» REQUIRED TASK:
Rewrite the items below as a numbered list, leaving out any blank lines.

## Begin

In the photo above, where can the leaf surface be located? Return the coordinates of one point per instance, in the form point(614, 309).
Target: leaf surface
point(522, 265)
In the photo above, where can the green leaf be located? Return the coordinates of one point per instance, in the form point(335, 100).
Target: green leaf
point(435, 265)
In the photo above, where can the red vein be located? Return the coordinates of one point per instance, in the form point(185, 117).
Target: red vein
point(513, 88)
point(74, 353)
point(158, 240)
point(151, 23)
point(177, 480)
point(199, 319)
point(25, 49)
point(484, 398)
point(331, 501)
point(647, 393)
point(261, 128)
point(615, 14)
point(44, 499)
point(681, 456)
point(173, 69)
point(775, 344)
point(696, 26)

## End

» COMPLETE OUTPUT:
1. In the photo above, where can the leaf surface be located? Return the coordinates of one point per instance, in the form point(614, 309).
2. Target: leaf surface
3. point(522, 265)
4. In the photo above, where can the green leaf be located? Return the coordinates of one point per instance, in the form point(335, 100).
5. Target: green leaf
6. point(435, 265)
7. In the photo above, where can the red vein be located? Return the coordinates of one point per instance, in the form point(185, 117).
8. Target: red vein
9. point(513, 88)
10. point(74, 353)
11. point(158, 240)
12. point(151, 23)
13. point(177, 480)
14. point(199, 319)
15. point(25, 49)
16. point(484, 398)
17. point(331, 501)
18. point(647, 393)
19. point(261, 128)
20. point(615, 14)
21. point(44, 499)
22. point(681, 456)
23. point(173, 69)
24. point(775, 344)
25. point(696, 26)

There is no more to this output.